━━ Extracted entries
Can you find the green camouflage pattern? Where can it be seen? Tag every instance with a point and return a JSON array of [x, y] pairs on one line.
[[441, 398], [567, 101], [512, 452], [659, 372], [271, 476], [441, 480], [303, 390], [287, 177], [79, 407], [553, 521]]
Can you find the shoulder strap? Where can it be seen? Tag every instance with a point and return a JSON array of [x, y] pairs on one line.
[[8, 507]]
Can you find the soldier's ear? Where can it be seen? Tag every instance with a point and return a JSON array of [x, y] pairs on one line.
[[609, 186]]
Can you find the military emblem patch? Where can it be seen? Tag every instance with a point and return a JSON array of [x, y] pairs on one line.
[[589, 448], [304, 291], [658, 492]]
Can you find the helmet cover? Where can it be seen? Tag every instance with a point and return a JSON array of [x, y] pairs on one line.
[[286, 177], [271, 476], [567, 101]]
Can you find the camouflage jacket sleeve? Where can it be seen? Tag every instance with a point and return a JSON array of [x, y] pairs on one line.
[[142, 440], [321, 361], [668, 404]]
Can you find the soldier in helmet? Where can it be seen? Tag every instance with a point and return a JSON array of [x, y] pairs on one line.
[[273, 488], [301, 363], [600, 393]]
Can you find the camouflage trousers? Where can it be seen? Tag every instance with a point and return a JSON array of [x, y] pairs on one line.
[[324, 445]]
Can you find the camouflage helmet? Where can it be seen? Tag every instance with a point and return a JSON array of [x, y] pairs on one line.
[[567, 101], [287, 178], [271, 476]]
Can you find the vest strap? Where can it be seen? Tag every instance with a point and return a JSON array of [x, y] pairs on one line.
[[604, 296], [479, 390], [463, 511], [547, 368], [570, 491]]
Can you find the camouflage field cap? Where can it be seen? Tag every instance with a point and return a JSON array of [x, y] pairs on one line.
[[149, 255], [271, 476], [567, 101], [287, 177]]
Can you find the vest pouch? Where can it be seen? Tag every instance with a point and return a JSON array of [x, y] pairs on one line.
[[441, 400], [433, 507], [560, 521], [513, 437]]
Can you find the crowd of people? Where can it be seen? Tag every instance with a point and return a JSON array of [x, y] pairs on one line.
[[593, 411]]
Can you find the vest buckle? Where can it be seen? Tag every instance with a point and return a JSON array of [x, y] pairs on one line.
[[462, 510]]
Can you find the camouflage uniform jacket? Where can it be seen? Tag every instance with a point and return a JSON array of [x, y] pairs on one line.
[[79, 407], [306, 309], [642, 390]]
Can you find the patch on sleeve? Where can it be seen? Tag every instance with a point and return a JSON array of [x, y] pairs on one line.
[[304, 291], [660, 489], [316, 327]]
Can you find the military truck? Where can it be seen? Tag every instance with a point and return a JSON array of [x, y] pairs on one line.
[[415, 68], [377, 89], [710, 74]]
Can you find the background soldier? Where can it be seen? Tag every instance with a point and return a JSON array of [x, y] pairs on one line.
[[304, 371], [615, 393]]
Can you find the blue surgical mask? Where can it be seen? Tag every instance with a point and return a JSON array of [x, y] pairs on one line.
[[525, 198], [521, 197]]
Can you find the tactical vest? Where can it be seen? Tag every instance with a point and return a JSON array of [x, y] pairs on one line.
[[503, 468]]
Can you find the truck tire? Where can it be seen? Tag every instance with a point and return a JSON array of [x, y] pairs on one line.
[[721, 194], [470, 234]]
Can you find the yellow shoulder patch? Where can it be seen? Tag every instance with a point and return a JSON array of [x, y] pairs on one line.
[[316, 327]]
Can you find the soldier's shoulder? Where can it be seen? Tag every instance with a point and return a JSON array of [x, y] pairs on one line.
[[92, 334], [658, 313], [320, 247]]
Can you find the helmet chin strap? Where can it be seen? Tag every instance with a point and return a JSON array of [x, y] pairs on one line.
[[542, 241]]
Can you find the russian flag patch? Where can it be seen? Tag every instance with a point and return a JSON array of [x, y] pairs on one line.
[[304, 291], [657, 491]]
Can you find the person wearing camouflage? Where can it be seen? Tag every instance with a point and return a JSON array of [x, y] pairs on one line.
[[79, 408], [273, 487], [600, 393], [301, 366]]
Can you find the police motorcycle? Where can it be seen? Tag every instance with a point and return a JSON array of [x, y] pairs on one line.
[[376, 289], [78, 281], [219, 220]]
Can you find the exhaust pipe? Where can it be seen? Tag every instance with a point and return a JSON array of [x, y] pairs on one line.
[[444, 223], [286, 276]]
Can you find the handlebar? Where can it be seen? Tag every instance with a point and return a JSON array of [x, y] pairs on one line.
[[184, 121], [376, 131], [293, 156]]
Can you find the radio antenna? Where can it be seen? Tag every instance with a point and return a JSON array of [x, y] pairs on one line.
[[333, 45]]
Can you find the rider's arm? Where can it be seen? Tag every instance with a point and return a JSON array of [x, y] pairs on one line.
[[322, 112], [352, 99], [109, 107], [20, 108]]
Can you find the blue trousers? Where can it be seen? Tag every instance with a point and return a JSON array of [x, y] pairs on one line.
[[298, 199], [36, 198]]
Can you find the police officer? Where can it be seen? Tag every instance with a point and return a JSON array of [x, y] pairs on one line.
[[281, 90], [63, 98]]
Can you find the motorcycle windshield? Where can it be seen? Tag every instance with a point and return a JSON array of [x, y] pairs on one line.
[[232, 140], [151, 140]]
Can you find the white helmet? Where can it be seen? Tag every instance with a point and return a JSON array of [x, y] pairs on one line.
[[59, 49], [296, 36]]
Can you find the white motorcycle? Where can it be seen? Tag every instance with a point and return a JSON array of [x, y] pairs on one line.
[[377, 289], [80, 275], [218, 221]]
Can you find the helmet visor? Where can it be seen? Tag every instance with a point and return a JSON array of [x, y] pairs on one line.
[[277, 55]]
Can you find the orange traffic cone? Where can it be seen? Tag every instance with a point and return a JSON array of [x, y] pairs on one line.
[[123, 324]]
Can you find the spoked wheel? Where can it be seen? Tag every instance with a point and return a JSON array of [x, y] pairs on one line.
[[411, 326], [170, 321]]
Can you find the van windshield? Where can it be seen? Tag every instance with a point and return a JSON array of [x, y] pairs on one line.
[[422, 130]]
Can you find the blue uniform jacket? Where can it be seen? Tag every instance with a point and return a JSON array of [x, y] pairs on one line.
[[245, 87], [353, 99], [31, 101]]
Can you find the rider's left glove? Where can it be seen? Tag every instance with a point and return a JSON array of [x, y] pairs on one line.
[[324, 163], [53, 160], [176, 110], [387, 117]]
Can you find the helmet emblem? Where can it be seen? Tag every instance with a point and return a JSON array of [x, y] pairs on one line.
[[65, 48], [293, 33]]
━━━━
■ **Problem description**
Copy every line of the records, leaving nothing out.

■ **Answer below**
Can you find the green camouflage pattern? Where can it be seen? Tag every instance with a point and return a JSON array of [x, y] pairs on one line.
[[441, 398], [567, 101], [512, 452], [659, 372], [271, 476], [441, 480], [303, 390], [287, 177], [79, 407], [553, 521]]
Can you find the shoulder strap? Where can it be seen? Tag every instance with a point and return a JSON array of [x, y] pairs on one line.
[[8, 507]]
Can you find the soldier's ear? Where can it be seen? Tag every instance with a point and return a JSON array of [x, y] pairs on one line.
[[609, 186]]
Can you find the military emblem patch? Where can it be seen? Tag every instance with a point and return a JSON array of [x, y] pairs on one line.
[[589, 448], [304, 291], [658, 492]]
Can you find the helmet cover? Where can it be seen? Tag every instance with a point and return a JSON array of [x, y] pairs on one line.
[[286, 177], [271, 476], [567, 101]]
Can you find the camouflage jacket sleeve? Where can it be seen? Tag every instance with a point and return a JSON array of [x, y] pairs on one line.
[[142, 440], [321, 361], [668, 404]]
Can you find the soldier in helmet? Where can it be seen? Tag every instance with a point and return a JSON array of [x, y] pairs on one line.
[[273, 488], [301, 363], [600, 393]]
Can you find the camouflage trousers? Where can it be seen? Tag every instance with a point and return a JSON array of [x, y] pairs on one line.
[[324, 445]]
Can you find the camouflage helmet? Where can it be seen? Tag every instance with a point and return a JSON array of [x, y] pairs on one line.
[[567, 101], [287, 178], [271, 476]]
Can you find the vest strap? Where can it be seen? Tag every instance with a point and return a JSON array of [x, y] pairs on one line.
[[604, 296], [479, 390], [463, 511], [547, 368], [570, 491]]
Can you find the camouflage field cap? Where can it be seen? Tag every instance with a point and return a JSON array of [x, y] pairs on one line.
[[149, 255], [271, 476], [567, 101], [287, 177]]
Can you find the vest pouch? Where can it be seen? Tag every instance with a point and return a JSON array of [x, y] pairs on one line.
[[441, 400], [433, 507], [560, 521], [513, 437]]
Can you find the crowd of people? Where can it be seen? Tag every instance with a point and return a JSON array of [x, y] pairs on one line.
[[593, 411]]
Can you find the vest buckle? Where can it be seen? Tag every instance with a point and return a JSON array of [x, y] pairs on one line.
[[462, 510]]
Can you find the camouflage uniform jacket? Where can it be seen? Tag every instance with a point and return a JSON array of [x, y] pairs on one line.
[[79, 407], [306, 309], [642, 390]]
Can you find the patch on sleeve? Where can it be seen? Tag every instance with a point and return a JSON array of [x, y] pairs on one line.
[[304, 291], [660, 489], [316, 327]]
Can you find the military truck? Where can it be seen? Tag every instance with a point and return a JSON array of [x, y] pairs on one line.
[[415, 68], [377, 89], [710, 74]]
Can you find the background soldier? Where can it be seen? Tag every instance with a point and return a JSON array of [x, y] pairs on one line.
[[304, 371], [615, 393]]
Can you find the blue surgical mask? Where can it be seen? Tag every instance with a point and return a JSON array of [x, y] pairs on one line.
[[525, 198], [521, 197]]
Can you find the tactical vest? Where can it be seen? Tag every instance with a point and return a JSON array of [x, y] pairs on one line.
[[503, 468]]
Can you find the truck tire? Where can it be seen? Tag every instance with a point and return a JSON array of [x, y] pairs on one line.
[[721, 194], [470, 234]]
Can you find the yellow shoulder patch? Where can it be seen? Tag every instance with a point and return a JSON array of [x, y] pairs on one line.
[[316, 327]]
Can you find the soldier's shoulder? Where can it be seen? Tag every instance with a point and return a JSON array of [x, y] pairs on one line.
[[92, 334], [658, 313], [320, 247]]
Can you find the helmet chin strap? Where can it be seen? Tag every instance with a point and return a JSON array of [x, y] pairs on one line.
[[542, 241]]
Can you find the russian flag patch? Where can it be seen? Tag every instance with a point and return a JSON array of [x, y] pairs on one line.
[[304, 291], [657, 491]]
Can you find the person wearing camouflage? Where can it be seen? Tag every instance with a point and return a JSON array of [x, y] pairs on one line.
[[79, 408], [273, 487], [600, 393], [301, 366]]
Can you find the police motorcycle? Where can it be seen? Tag every instance with a point and return a JSON array of [x, y] pairs on one line.
[[376, 289], [78, 281], [219, 220]]
Can you find the exhaust pipe? Where can it be seen? Tag every instance with a point and return a JSON array of [x, y] pairs on one line.
[[444, 223], [286, 276]]
Can you find the handlebar? Where can it be seen? Tag every instance with a point and return a JSON array of [x, y] pairs on one line.
[[184, 121], [376, 131], [293, 156]]
Can you find the radio antenna? Where can it be seen? Tag every instance with a point and return a JSON array of [x, y] pairs on one line.
[[333, 45]]
Can you find the rider's arm? Where can it be seen? Tag every instance with a point and return a JSON array of [x, y] pairs on one line.
[[322, 112], [352, 99], [109, 107], [20, 108]]
Can you find the blue trousers? Where can it be seen? Tag every instance with a point and return a JSON array of [x, y] pairs on one line.
[[298, 199], [36, 198]]
Can you find the police officer? Where can it be seen? Tag every instance with a point and return a JSON array of [x, y] pairs on one line.
[[281, 90], [63, 98]]
Can you find the motorcycle windshield? Where can it be seen? Tag every instance with a point and return a JSON array of [x, y] pairs on one line.
[[232, 140], [151, 140]]
Can you find the white helmet? Where can it be seen? Tag every instance with a point and return a JSON array of [x, y] pairs on one line.
[[59, 49], [296, 36]]
Can you find the white motorcycle? Where can it be seen? Tag every instance with a point and return a JSON array of [x, y] pairs on one line.
[[377, 289], [80, 275], [218, 221]]
Can you find the helmet visor? Where can it be seen? Tag every instance with a point and return a JSON array of [x, y] pairs on one line.
[[277, 55]]
Can you find the orange traffic cone? Where can it be seen? Tag every instance with a point and return a JSON array of [x, y] pairs on one line.
[[123, 324]]
Can you find the spoked wheel? Where can it be seen? Tag every instance with a point and return a JSON array of [x, y] pairs on one line.
[[411, 326], [170, 321]]
Can you find the van windshield? Where can it be seen? Tag every instance with a point and return a JSON array of [x, y] pairs on one line.
[[422, 130]]
Can you find the blue uniform jacket? Where can it be seen? Tag every instance with a point and return a JSON array of [x, y] pairs on one line.
[[245, 87], [353, 99], [31, 101]]
Can you find the rider's left glove? Where can it be seen? Tag every instance with a point and return a JSON array of [x, y] pairs on one line.
[[324, 163], [53, 160], [176, 110], [387, 117]]
Can you find the helmet emblem? Where can it be seen? Tag every instance with a point and return a JSON array of [x, y] pairs on one line.
[[65, 48], [293, 33]]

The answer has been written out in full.